Extract provided:
--- Start ---
Taking the Optical technology as example, an Optical Transport Network (OTN) Network Element (NE) can be installed with several kinds of boards, including an Ethernet client signal switching board, a line board which is used for OTN layer switching. This line board may also be used as a starting point for the WDM layer. In terms of technologies, this OTN NE supports multi-layer network topology connections, so that it should appear in L0, L1 and L2 network topology.

It is important to describe this relationship for the sake of network Operation and Maintenance (O&M). For example, the actual path of a connection is described by the objects in network topology. When there is a failure along this connection, the O&M engineers are more concerned with the physical location information behind the network objects for troubleshooting.

Generally speaking, a node object in the network topology corresponds to a network element object in the hardware inventory. A Link Termination Point (LTP) object in the network topology corresponds to a port component in the hardware inventory. A link object in the network topology corresponds to a fiber/cable object in the hardware inventory.

NOTE: take fiber&cable object into scope in the future version.

Compared with network topology, hardware inventory objects are the most basic of the network: from an automation perspective, the MDSC or OSS systems would integrate with hardware inventory data before network topology data.

Therefore it is better to keep separated the network topology information and the hardware inventory information: the "ietf-hw-inventory-ref-topo" YANG module provides this relationship augmenting the network topology model, when required, with references between network topology objects and corresponding hardware inventory objects.

This figure below shows the relationship between the three modules:

     +------------------+
     | Network topology |
     |      module      |
     +------------------+
             ^
             |
             |augments
             |
     +------------------+          +------------------+
     | ietf-hw-inventory| imports  | ietf-network-hard|
     |   -ref-topo      |--------> |  ware-inventory  |
     +------------------+          +------------------+
Figure 3: Relationship between the three YANG modules
module: ietf-hw-inventory-ref-topo
augment /nw:networks/nw:network/nw:node:
   +--ro inventory-id?   leafref
augment /nw:networks/nw:network/nw:node/nt:termination-point:
   +--ro inventory-id?   leafref

NOTE: the association between a link and a fiber&cable object has to be added in the future version.
--- End ---
Tasks:
1. Decide whether each statement below agrees with the hardware inventory extract above. Answer yes or no for each and quote the words of the extract that decide it.
(a) A Link Termination Point (LTP) object in the network topology corresponds to a port component in the hardware inventory.
(b) The MDSC or OSS systems would integrate with network topology data before hardware inventory data.
(c) The OTN NE in the example should appear only in the L0 network topology.
2. Rewrite the paragraph of the hardware inventory extract that begins "Generally speaking" as a short bulleted list, keeping each correspondence it states.

Entries supplied:
--- Start ---
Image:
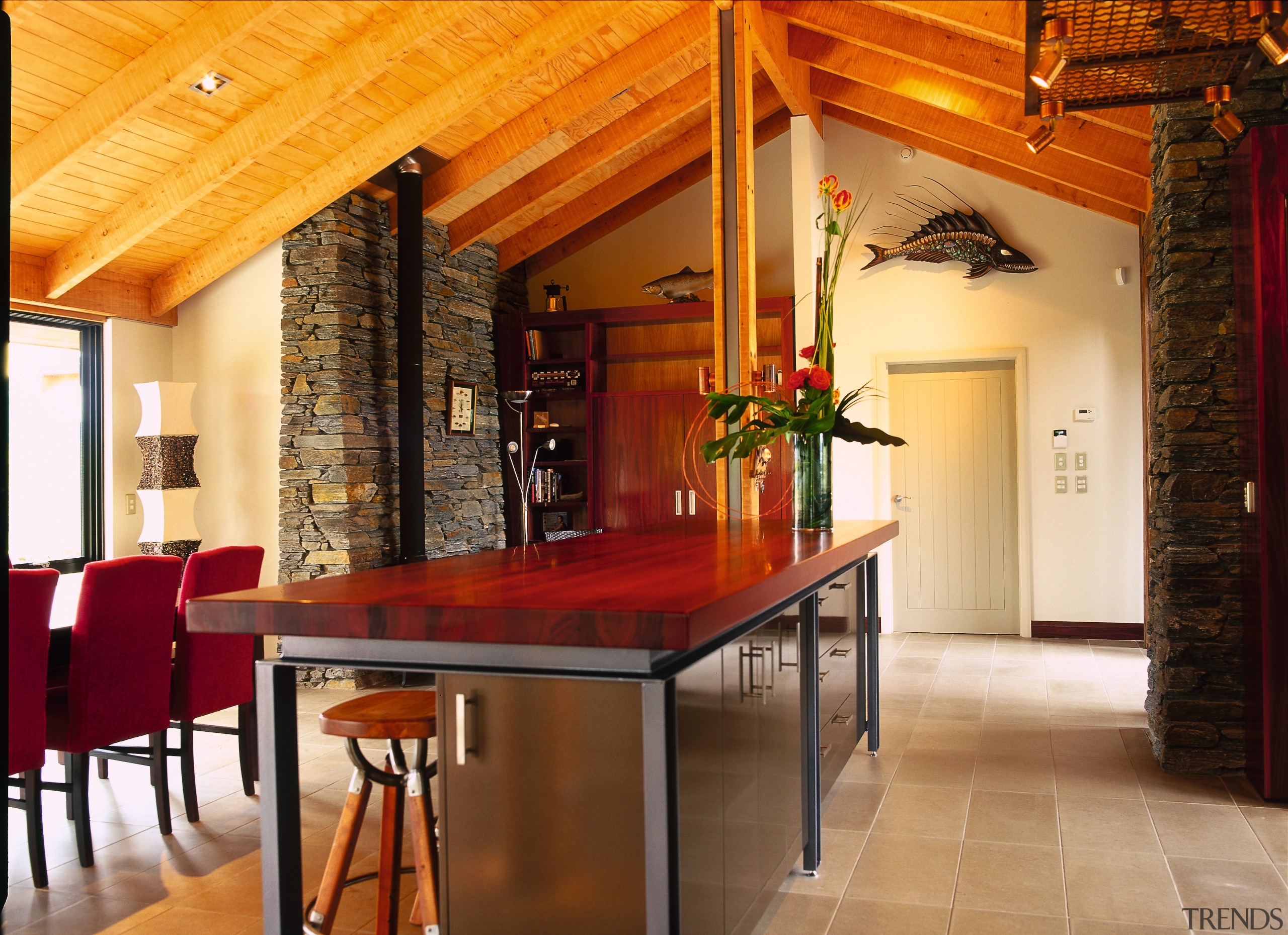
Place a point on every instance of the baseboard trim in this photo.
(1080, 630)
--- End ---
--- Start ---
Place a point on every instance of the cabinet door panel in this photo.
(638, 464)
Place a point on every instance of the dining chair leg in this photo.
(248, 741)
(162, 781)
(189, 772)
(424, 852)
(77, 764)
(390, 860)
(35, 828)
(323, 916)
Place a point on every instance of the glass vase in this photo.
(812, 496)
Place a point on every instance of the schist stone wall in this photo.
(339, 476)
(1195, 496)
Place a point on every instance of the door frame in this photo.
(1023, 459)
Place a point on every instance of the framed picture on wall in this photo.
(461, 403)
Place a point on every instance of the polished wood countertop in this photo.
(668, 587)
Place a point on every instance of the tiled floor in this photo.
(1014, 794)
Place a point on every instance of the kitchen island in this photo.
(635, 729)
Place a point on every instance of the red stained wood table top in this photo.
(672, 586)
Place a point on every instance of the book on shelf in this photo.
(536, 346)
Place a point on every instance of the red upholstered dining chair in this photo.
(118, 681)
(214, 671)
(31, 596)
--- End ---
--- Start ---
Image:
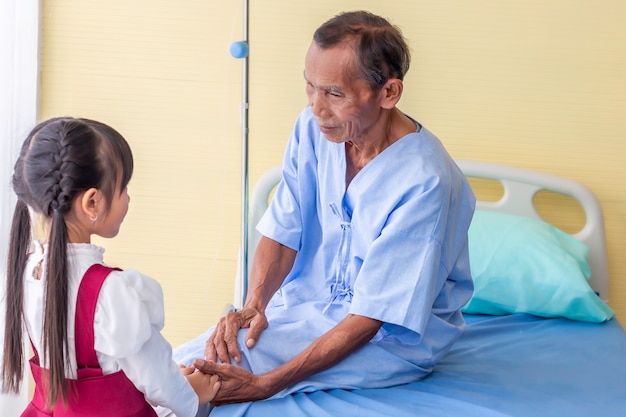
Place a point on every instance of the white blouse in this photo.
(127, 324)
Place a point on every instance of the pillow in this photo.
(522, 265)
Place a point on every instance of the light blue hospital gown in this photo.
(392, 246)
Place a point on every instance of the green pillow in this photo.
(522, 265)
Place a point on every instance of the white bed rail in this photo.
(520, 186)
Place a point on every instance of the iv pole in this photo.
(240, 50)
--- End ---
Solution list:
1.
(a) Yes: "A Link Termination Point (LTP) object in the network topology corresponds to a port component in the hardware inventory."
(b) No: "the MDSC or OSS systems would integrate with hardware inventory data before network topology data."
(c) No: "so that it should appear in L0, L1 and L2 network topology."

2.
In general, network topology objects correspond to hardware inventory objects as follows:
- Node object → network element object
- Link Termination Point (LTP) object → port component
- Link object → fiber/cable object